Rows of labeled-object pointing entries
───

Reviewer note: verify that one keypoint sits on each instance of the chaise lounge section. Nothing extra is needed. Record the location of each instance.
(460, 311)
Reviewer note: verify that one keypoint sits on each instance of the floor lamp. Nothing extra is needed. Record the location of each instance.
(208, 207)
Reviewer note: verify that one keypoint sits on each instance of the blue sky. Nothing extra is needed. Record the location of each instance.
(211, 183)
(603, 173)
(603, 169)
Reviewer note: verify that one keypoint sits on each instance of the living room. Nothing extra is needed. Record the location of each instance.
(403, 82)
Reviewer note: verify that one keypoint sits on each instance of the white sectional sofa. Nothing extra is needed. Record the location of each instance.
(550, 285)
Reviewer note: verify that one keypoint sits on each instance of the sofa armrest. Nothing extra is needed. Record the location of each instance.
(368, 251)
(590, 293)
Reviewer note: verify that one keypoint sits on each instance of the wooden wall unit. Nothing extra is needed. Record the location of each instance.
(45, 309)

───

◆ **Task to carry out**
Present every row above as a numbered list, leaving out any blank lines.

◆ **Expected answer**
1. Reviewer note: verify that one keypoint sits on each instance of the chaise lounge section. Nothing extra is needed. Record the location of each instance.
2. (460, 311)
3. Reviewer note: verify that one keypoint sits on each instance of the floor lamp. Nothing extra is needed. Record the location of each instance.
4. (208, 207)
5. Reviewer note: verify that one keypoint sits on each instance of the blue sky. Nothing extra is needed. Record the location of each instance.
6. (211, 183)
7. (603, 173)
8. (603, 169)
9. Reviewer note: verify that one keypoint sits on each instance of the living room. Nothing extra is needed. Record the location of each instance.
10. (403, 82)
11. Reviewer note: verify that one keypoint sits on each instance of the white sectional sofa. Nothing extra is needed. Record the location of each instance.
12. (550, 285)
13. Reviewer note: verify that one keypoint sits on each instance of the sofa armrest. Nothing extra is needed. Record the location of each instance.
14. (368, 251)
15. (590, 293)
16. Reviewer note: verify that one keypoint sits on each instance of the wooden wall unit. Nothing extra is needed. Record the location of each instance.
17. (45, 309)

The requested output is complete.